Transcribe every line of the records verbatim.
BEGIN Given records
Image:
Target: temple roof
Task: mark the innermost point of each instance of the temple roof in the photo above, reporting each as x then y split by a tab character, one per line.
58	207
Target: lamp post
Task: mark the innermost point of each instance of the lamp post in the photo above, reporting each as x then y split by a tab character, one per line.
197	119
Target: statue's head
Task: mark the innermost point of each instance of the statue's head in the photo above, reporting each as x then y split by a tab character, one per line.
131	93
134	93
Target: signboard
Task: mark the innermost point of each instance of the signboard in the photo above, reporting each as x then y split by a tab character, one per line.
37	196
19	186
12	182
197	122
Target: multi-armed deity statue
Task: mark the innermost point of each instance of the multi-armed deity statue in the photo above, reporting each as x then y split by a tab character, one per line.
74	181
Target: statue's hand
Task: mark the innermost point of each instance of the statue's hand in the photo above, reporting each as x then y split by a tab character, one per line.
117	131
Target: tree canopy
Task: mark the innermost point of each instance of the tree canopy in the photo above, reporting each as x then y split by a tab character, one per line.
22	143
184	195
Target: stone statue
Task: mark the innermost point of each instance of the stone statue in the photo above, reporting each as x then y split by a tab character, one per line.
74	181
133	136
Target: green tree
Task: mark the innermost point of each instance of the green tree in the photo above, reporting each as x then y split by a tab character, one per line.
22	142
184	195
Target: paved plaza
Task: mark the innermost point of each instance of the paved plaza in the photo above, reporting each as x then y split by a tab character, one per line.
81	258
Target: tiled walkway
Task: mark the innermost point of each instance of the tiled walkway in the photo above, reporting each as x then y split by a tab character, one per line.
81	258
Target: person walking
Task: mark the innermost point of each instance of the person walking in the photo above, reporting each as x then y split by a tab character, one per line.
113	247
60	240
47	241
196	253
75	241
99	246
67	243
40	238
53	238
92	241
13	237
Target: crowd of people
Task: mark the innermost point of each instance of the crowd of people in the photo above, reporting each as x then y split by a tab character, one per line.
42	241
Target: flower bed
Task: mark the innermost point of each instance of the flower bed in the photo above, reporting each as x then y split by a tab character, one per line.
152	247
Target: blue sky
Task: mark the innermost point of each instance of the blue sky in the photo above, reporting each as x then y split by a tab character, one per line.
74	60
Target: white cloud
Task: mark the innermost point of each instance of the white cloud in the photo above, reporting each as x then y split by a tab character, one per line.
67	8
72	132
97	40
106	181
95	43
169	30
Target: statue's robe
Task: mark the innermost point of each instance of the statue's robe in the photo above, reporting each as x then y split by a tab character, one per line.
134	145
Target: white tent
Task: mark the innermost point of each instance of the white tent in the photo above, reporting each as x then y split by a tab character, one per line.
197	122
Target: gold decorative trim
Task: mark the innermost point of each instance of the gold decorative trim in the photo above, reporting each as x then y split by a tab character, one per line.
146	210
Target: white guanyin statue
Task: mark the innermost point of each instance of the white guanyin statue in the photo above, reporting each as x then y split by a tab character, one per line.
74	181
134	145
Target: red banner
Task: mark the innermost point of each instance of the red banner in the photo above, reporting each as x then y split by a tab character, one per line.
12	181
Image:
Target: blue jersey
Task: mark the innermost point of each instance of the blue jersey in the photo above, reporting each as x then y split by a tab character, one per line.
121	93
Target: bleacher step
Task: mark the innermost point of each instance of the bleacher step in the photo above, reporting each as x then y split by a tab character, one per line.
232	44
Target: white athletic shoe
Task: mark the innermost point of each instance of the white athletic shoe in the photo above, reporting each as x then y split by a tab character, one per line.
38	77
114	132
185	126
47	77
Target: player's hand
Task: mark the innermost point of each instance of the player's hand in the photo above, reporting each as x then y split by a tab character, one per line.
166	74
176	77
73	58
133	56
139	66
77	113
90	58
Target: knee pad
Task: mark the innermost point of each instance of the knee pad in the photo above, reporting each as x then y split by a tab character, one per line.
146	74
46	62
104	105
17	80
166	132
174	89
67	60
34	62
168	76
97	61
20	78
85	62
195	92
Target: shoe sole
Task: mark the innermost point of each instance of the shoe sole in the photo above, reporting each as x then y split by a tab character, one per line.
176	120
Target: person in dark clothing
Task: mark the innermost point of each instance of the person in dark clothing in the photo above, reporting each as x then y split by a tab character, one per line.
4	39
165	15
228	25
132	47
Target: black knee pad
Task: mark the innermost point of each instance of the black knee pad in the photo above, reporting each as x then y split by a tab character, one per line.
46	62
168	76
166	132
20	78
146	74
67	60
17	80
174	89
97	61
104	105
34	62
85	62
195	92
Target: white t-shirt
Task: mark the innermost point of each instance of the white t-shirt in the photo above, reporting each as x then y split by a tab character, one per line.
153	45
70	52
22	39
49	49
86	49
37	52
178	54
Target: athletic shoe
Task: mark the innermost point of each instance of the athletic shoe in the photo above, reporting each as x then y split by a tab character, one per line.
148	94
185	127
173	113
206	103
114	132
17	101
END Given records
Response to the task -
Image:
Target: temple roof
Task: mark the innermost point of each instance of the temple roof in the photo above, reporting each as x then y split by a tab character, one per line.
58	207
Target: lamp post
Task: mark the innermost point of each instance of the lamp post in the photo above, reporting each as x then y split by a tab character, one per line.
197	119
Target: statue's head
Task: mark the innermost point of each instance of the statue's head in the photo above, reporting each as x then y split by a tab character, one per line.
131	93
134	93
Target: signboard
Task: mark the innermost point of each instance of the signboard in the photo above, reporting each as x then y split by a tab character, one per line.
37	196
19	186
12	182
197	122
Target: multi-armed deity statue
Task: mark the innermost point of each instance of the multi-armed deity statue in the photo above, reporting each as x then y split by a tab character, one per line.
74	181
Target: statue's hand
Task: mark the innermost point of each instance of the statue's hand in the photo above, reporting each as x then y split by a tab character, one per line.
117	131
Target: tree canopy
Task: mark the innermost point of each instance of the tree canopy in the photo above, reporting each as x then y split by a tab character, one per line.
22	143
184	195
Target: stone statue
Task: mark the innermost point of each instance of the stone statue in the photo above, reporting each as x then y split by a tab character, one per line.
74	181
133	136
Target: green tree
Task: mark the innermost point of each instance of the green tree in the photo above, reporting each as x then y split by a tab character, one per line.
22	142
184	195
Target: paved plaza
Task: mark the innermost point of each instance of the paved plaza in the photo above, reporting each as x then y split by a tab character, one per line.
81	258
Target: tiled walkway
Task: mark the innermost point of each instance of the tiled walkway in the photo above, reporting each as x then y split by a tab character, one per line.
81	258
Target: person walking
Task: mark the innermost point of each instance of the person walking in the photo above, reporting each as x then y split by a tab character, one per line.
113	247
60	240
47	241
196	253
75	241
99	246
67	243
40	238
53	238
92	241
13	237
Target: crowd of people
Task: mark the innermost point of each instance of the crowd of people in the photo above, reporting each as x then y split by a tab character, one per line.
42	241
Target: flower bed
Task: mark the innermost point of each instance of the flower bed in the photo above, reporting each as x then y split by a tab character, one per line.
152	247
Target: blue sky
Task: mark the innermost point of each instance of the blue sky in the photo above, reporting each as x then y split by a tab character, one per line.
74	60
Target: white cloud
Task: mark the innermost point of each instance of the white cloud in the photo above, reporting each as x then y split by a tab character, one per line.
67	8
72	132
97	40
106	181
95	43
169	30
Target: statue's robe
Task: mark the innermost point of each instance of the statue's robe in the photo above, reporting each as x then y split by a tab character, one per line.
134	145
Target: white tent
Task: mark the innermost point of each instance of the white tent in the photo above, reporting each as x then y split by a tab character, one per line.
197	122
Target: gold decorative trim
Task: mark the innermost point of each instance of the gold decorative trim in the photo above, reporting each as x then y split by a tab character, one per line.
146	210
Target: white guanyin statue
Task: mark the innermost point of each instance of the white guanyin statue in the photo above, reporting each as x then y split by a tab character, one per line.
74	181
134	145
Target: red banner
Task: mark the innermost point of each instance of the red banner in the photo above, reporting each as x then y split by a tab character, one per line.
12	181
Image:
Target: blue jersey
Task: mark the innermost point of each instance of the blue jersey in the photo above, reporting each as x then y split by a tab character, one per line.
121	93
Target: bleacher step
Task: mark the innermost point of each instance of the bleacher step in the photo above, reporting each as x then y split by a tab character, one per line.
232	44
Target: white athletic shoe
Task: mark the innermost point of each instance of the white athletic shoe in the photo above, reporting each as x then y split by a tab character, one per line.
38	77
114	132
185	126
47	77
Target: player's hand
Task: mark the innermost point of each instance of the player's hand in the photo above, reporting each as x then y split by a tab character, one per line.
166	74
176	77
73	58
133	56
139	66
77	113
90	58
Target: knee pad
Task: mark the innermost point of each instance of the knee pad in the photo above, reporting each as x then y split by a tab character, one per line.
146	74
46	62
104	105
17	80
166	132
174	89
67	60
34	62
168	76
97	61
20	78
85	62
195	92
Target: shoe sole
Task: mark the innermost point of each instance of the shoe sole in the photo above, reporting each as x then y split by a tab character, one per line.
176	120
Target: person in dark clothing
Task: mark the innermost point of each instance of the person in dark clothing in the photo above, reporting each as x then y split by a tab character, one per line.
4	39
165	15
228	25
132	47
Target: black knee pad
Task: mark the innermost point of each instance of the black knee pad in the photo above, reporting each as x then y split by a tab character, one per line.
46	62
168	76
166	132
20	78
146	74
67	60
17	80
174	89
97	61
104	105
34	62
85	62
195	92
Target: white t-shirt
Task: mark the innermost point of each instance of the white t-shirt in the photo above, reporting each as x then y split by a tab character, one per line.
153	45
70	52
22	39
49	49
86	49
37	52
178	54
Target: athletic shoe
Task: mark the innermost point of each instance of the athletic shoe in the photo above, reporting each as x then y split by a tab character, one per line.
148	94
185	127
173	113
206	103
114	132
17	101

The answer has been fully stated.